◆ Tarefa A: No texto sobre a indústria naval, em quanto aumentaram os investimentos da Petrobras em petróleo e gás de 2003 até 2014?

◆ Texto selecionado:
Câmbio e custo Brasil minam esforços da indústria naval

(Imagens de Cesar Prata e Humberto Rangel, respectivamente. Fotógrafo Pedro Garbellini)
 
JORNAL GGN – Segundo levantamento realizado pelo Instituto de Pesquisa Econômica Aplicada (Ipea), o setor naval vem crescendo no Brasil a uma média de 19,5% desde 2004 atingindo cerca de R$ 149,5 bilhões de investimentos no período. O avanço desta indústria, que tinha praticamente desaparecido nos anos 1990, ocorreu granças às encomendas do setor de gás e petróleo, especialmente da Petrobras, e também da política de promoção de conteúdo local. 
 
Mas o cenário ainda não é suficiente para que a indústria brasileira de equipamentos navais e de offshore se fortaleça no país e conquiste novos mercados, isso porque a cadeia não está descolada da realidade nacional, sofrendo os efeitos negativos do câmbio desfavorável e do custo Brasil. Por isso, as empresas de petróleo e os estaleiros no Brasil, estão propensos a adquirir bens de fora do país, por serem mais baratos do que os produtos nacionais. 
 
De acordo com Cersa Prata, vice-presidente da Câmara Setorial de Equipamentos Navais e de Offshore (CSEN) da Abimaq, a Associação Brasileira da Indústria de Máquinas e Equipamentos, de 2003 até 2014 os investimentos da Petrobras em petróleo e gás aumentaram 500%, enquanto que os investimentos das indústrias de máquina, como um todo, cresceram 138%. Por outro lado, os recursos sobre as máquinas específicas de petróleo e gás aumentaram apenas 38% durante este período no país. 
 
Nos anos 1970 e 1980 os navios que saiam dos estaleiros brasileiros tinham mais de 90% de conteúdo local. As empresas nacionais faziam quase tudo, desde caldeira, motores principais e móveis para os navios. “Durante a década de 1990, que para nós foi chamada de década perdia, a economia foi muito ruim e muitas dessas empresas fecharam, outras migraram para outros setores e uma parte menor ficou no setor”, relembrou Prata que participou do 48º Fórum Brasilianas.org “Industria Naval”, realizado na última quinta-feira, em São Paulo.

 
Para ele o descolamento entre o que a Petrobras investiu em relação ao crescimento das indústrias brasileiras de peças navais e offshore ocorre porque produzir no Brasil é caro. Embarcações, equipamentos e maquinários de outros países, em especial asiáticos, são mais baratos e competitivos. Se não fosse a política de conteúdo local mínimo, estabelecido para que a Petrobras contrate obras e equipamentos com cerca de 60% a 65% de mão-de-obra e peças nacionais, o setor naval brasileiro não teria se revitalizado nos últimos quatorze anos.

◆ Tarefa B: Expresse como tabela Markdown, com as colunas "Nº" e "Linha", as linhas dos registros desde a que contém "of the grass" até o fim dos registros, ambas as extremidades incluídas, omitindo linhas em branco.

◆ Informações extraídas:

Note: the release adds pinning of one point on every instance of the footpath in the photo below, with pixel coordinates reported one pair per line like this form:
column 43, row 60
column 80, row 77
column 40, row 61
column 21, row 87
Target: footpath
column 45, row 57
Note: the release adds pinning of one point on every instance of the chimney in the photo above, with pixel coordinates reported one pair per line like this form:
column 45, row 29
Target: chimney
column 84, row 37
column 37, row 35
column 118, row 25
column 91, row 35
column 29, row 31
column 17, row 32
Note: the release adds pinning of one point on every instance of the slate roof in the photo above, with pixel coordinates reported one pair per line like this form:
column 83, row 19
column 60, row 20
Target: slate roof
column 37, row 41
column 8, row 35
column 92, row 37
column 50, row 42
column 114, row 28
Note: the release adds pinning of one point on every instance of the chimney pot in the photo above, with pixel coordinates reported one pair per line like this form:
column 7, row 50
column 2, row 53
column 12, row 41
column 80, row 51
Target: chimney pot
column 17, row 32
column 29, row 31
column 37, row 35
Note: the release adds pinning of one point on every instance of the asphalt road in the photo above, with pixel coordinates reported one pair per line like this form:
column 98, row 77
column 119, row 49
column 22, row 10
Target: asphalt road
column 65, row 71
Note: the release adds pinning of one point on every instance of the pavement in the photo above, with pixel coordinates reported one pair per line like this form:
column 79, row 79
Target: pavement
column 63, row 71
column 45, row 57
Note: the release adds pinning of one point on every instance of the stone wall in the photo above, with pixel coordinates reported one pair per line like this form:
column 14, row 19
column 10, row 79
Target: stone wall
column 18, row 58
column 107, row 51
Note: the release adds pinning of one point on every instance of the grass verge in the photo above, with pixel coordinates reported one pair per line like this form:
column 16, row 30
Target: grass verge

◆ Resposta completa A: Aumentaram 500%.

◆ Resposta completa B:
| Nº | Linha |
|---|---|
| 1 | Note: the release adds pinning of one point on every instance of the grass verge in the photo above, with pixel coordinates reported one pair per line like this form: |
| 2 | column 16, row 30 |
| 3 | Target: grass verge |